■ **Set problem**
Extract each line of the entries that contains the string "light", matching case exactly.

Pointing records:
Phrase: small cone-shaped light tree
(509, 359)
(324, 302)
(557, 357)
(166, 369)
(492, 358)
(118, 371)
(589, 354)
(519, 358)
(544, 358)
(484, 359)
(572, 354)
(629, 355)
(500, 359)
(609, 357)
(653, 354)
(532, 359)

■ **Exercise output**
Phrase: small cone-shaped light tree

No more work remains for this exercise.